Document excerpt:
>> BEGIN

Build a .NET assembly to %Project%/Managed
folder of the engine's project, and make sure that no other assemblies of other .NET projects are stored there.
Assemblies that no longer referenced and unused in the project will persist in %Project%/Managed
folder. Consider maintaining this folder through IDE or automation scripts.
Enter the play mode to execute managed code. Stop the play mode to unload assemblies from memory for further recompilation.
C#
using System;
using System.Drawing;
using UnrealEngine.Framework;
namespace Game {
public static class System { // Custom class for loading functions from blueprints
public static void Function() => Debug.AddOnScreenMessage(-1, 10.0f, Color.DeepPink, "Blueprint function invoked!");
}
}
F#
namespace Game
open System
open System.Drawing
open UnrealEngine.Framework
module System = // Custom module for loading functions from blueprints
let Function() = Debug.AddOnScreenMessage(-1, 10.0f, Color.DeepPink, "Blueprint function invoked!")

>> END

Task directions: Copy the managed assemblies excerpt above word for word, with every line of both code samples.

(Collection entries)
>> BEGIN

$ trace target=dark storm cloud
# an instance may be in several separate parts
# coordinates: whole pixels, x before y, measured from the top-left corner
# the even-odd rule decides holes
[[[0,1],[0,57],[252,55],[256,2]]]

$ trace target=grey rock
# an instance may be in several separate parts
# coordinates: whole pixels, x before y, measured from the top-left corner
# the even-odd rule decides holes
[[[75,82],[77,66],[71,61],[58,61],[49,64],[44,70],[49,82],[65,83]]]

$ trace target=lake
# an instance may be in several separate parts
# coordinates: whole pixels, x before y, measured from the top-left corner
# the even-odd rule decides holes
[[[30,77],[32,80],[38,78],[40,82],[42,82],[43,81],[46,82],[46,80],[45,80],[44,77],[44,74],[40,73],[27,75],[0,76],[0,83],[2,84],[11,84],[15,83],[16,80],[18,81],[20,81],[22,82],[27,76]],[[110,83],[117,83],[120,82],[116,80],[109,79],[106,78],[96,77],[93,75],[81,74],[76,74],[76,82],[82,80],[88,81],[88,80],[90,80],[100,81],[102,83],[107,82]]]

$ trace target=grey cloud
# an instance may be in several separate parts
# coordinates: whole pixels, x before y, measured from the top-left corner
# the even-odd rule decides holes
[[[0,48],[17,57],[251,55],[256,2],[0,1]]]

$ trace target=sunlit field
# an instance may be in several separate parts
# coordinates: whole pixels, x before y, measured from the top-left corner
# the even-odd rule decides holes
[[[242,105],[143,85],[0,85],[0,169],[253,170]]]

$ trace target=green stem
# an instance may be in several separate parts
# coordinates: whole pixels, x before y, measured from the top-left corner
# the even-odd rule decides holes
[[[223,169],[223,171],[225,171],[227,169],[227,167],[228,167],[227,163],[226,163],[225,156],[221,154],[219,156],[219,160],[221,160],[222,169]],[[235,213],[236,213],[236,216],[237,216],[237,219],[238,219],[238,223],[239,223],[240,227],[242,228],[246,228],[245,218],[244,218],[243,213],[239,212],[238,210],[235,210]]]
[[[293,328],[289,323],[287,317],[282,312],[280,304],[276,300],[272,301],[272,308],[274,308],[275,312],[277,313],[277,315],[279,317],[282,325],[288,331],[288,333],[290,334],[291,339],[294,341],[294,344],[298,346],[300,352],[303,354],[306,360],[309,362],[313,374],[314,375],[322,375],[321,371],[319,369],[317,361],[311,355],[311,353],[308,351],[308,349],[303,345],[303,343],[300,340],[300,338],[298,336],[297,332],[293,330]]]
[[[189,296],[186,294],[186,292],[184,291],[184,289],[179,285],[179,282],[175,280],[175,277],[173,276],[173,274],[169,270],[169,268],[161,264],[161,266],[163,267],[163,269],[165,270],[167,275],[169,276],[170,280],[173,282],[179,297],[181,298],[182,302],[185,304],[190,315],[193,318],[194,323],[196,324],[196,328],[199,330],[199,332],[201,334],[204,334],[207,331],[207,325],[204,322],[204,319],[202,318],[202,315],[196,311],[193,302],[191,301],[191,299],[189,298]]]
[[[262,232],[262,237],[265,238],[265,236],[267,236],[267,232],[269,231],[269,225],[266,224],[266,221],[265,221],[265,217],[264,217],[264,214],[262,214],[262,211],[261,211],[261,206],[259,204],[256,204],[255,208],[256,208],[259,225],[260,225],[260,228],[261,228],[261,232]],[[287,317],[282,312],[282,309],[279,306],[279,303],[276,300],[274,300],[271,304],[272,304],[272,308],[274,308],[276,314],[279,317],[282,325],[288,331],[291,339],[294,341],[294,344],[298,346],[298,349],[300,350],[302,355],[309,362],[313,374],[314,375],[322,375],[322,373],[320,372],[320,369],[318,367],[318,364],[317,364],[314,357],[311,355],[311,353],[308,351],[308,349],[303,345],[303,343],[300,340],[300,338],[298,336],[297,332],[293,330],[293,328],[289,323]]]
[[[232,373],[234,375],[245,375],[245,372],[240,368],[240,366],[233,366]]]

>> END

Response to the exercise:
Build a .NET assembly to %Project%/Managed
folder of the engine's project, and make sure that no other assemblies of other .NET projects are stored there.
Assemblies that no longer referenced and unused in the project will persist in %Project%/Managed
folder. Consider maintaining this folder through IDE or automation scripts.
Enter the play mode to execute managed code. Stop the play mode to unload assemblies from memory for further recompilation.
C#
using System;
using System.Drawing;
using UnrealEngine.Framework;
namespace Game {
public static class System { // Custom class for loading functions from blueprints
public static void Function() => Debug.AddOnScreenMessage(-1, 10.0f, Color.DeepPink, "Blueprint function invoked!");
}
}
F#
namespace Game
open System
open System.Drawing
open UnrealEngine.Framework
module System = // Custom module for loading functions from blueprints
let Function() = Debug.AddOnScreenMessage(-1, 10.0f, Color.DeepPink, "Blueprint function invoked!")